→ **THE EXERCISE**
Everything from the line containing "Objective — a point for each instance of the rippling" to the final line of the records below should be given again exactly, and nothing else.
· · · · ·
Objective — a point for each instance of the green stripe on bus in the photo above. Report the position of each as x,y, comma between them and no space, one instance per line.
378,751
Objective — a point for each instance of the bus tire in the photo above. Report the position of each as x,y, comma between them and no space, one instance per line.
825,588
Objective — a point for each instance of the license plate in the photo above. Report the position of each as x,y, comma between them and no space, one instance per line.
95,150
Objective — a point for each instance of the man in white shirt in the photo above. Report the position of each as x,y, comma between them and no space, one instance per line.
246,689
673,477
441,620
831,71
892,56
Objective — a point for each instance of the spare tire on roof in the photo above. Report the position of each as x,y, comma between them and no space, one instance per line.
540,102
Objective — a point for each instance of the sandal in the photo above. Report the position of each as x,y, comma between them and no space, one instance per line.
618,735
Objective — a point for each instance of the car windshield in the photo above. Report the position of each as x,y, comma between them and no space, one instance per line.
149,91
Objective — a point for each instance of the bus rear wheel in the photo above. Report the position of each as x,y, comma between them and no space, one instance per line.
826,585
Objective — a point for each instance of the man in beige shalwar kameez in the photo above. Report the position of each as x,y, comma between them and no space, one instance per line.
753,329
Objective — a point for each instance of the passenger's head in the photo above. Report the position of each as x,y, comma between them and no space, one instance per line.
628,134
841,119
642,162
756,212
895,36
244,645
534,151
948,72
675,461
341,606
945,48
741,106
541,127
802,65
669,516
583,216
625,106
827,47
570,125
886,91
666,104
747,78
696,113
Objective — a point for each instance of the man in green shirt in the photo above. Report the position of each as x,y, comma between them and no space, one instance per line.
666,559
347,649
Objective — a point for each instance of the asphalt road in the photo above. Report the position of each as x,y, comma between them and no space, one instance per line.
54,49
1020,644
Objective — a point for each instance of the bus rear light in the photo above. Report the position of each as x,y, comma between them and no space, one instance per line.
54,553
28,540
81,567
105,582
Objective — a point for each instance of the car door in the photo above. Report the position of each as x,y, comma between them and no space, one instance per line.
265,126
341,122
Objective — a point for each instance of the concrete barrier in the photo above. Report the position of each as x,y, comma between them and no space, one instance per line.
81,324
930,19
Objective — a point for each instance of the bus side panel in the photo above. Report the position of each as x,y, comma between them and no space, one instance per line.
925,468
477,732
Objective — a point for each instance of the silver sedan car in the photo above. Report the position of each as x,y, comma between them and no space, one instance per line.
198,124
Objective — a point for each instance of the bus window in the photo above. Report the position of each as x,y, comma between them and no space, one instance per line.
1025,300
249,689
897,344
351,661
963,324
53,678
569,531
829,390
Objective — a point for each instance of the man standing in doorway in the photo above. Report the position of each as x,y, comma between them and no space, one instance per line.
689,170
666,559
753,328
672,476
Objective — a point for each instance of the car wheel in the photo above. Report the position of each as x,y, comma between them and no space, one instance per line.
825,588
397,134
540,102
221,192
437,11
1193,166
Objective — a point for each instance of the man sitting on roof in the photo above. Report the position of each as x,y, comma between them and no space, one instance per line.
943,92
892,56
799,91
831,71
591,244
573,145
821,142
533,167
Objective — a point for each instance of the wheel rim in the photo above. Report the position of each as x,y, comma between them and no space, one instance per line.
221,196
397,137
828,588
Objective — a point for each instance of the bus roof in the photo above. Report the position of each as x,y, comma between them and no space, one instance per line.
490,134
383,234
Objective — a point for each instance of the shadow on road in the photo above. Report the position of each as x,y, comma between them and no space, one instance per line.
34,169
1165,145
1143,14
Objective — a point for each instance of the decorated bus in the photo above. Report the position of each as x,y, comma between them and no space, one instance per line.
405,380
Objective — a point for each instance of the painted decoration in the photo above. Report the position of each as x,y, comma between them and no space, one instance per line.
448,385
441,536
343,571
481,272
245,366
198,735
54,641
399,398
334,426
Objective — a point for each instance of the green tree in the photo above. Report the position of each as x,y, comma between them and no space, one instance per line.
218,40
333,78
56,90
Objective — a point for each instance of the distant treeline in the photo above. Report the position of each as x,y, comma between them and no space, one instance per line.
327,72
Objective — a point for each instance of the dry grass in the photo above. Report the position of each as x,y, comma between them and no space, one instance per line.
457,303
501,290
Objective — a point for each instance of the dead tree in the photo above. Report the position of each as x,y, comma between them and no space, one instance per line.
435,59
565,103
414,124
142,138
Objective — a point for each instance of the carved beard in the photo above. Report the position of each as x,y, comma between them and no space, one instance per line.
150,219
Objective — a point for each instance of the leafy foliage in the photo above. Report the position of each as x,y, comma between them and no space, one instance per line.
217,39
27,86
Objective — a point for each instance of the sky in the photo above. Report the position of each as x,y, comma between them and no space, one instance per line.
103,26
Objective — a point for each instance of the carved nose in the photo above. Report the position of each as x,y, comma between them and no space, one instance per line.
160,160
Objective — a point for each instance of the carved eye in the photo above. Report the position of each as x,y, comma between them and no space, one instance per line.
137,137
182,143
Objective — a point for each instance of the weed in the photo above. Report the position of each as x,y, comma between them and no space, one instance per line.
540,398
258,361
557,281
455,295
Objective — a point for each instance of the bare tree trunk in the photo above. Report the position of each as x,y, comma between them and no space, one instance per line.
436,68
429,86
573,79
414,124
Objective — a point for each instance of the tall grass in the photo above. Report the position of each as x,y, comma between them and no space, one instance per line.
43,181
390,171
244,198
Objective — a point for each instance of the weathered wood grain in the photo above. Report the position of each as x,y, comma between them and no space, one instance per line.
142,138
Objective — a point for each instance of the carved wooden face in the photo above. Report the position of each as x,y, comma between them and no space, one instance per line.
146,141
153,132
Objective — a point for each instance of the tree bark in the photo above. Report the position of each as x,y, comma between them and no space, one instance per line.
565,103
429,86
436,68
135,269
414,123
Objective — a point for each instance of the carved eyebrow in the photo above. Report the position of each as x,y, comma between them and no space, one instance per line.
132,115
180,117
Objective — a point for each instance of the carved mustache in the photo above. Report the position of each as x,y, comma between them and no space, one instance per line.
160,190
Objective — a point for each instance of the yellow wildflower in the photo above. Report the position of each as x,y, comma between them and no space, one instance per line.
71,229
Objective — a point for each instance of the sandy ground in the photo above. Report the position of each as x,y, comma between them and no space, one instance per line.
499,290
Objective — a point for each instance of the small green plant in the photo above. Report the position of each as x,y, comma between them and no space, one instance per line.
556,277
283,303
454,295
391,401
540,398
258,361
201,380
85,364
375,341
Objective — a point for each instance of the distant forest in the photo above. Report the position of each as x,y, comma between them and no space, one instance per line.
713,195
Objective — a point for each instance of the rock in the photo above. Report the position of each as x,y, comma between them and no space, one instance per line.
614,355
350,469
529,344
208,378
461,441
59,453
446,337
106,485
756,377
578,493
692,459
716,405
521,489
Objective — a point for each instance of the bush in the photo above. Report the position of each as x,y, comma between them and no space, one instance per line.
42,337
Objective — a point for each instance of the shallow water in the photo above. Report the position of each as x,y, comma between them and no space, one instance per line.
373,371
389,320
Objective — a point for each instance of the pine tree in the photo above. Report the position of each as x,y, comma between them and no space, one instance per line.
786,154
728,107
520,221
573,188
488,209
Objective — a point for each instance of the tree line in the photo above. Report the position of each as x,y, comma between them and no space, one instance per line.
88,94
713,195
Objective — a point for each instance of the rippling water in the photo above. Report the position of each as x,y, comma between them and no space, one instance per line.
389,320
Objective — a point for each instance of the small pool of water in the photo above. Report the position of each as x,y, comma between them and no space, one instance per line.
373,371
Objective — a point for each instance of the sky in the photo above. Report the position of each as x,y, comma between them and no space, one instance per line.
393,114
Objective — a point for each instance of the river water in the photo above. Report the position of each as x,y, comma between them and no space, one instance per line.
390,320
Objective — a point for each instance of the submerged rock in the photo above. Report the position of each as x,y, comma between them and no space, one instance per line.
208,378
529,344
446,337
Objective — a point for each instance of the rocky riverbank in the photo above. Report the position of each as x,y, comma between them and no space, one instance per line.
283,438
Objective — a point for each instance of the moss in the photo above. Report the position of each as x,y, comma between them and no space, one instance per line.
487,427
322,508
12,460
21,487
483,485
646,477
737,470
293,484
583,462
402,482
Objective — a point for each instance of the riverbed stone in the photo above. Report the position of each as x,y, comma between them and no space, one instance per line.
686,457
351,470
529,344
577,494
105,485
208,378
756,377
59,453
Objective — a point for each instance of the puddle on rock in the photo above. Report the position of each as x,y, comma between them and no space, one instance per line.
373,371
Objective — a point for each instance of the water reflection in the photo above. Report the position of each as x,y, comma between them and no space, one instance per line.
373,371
· · · · ·
→ **EXERCISE RESULT**
Objective — a point for each instance of the rippling water in the photo above. Report the position of each as x,y, comma between them and no space, one instance per line.
389,320
Objective — a point for each instance of the small pool of water in the photo above. Report the position of each as x,y, comma between them and no space, one instance per line.
373,371
Objective — a point for each instance of the sky in the photo above. Report the position of each as x,y, comma between them and no space, one instance per line.
393,114
Objective — a point for each instance of the river water in the photo above. Report the position of each as x,y, comma between them and no space, one instance per line.
390,320
Objective — a point for each instance of the submerged rock in the photo above. Report the position of each as x,y, comma between them and no space, one instance per line.
208,378
529,344
446,337
Objective — a point for each instance of the rocky riverbank in the photo above. Report the position of each as x,y, comma between them and no space, one instance per line.
283,438
Objective — a point for each instance of the moss in the photo above. Report the position of each as x,y, comma between them and no space, one instance per line.
487,427
322,508
12,460
21,487
483,485
646,477
737,470
293,484
583,462
402,482
Objective — a point for each instance of the riverbed stone in the photo above. Report the position of each as x,y, comma between them and no space, one instance per line.
686,457
351,470
529,344
577,494
105,485
208,378
756,377
59,453
Objective — a point for each instance of the puddle on rock in the photo above. Report the position of each as x,y, comma between them and no space, one instance per line.
373,371
Objective — a point for each instance of the water reflection in the photo above. Report the position of each as x,y, comma between them and no space, one instance per line.
373,371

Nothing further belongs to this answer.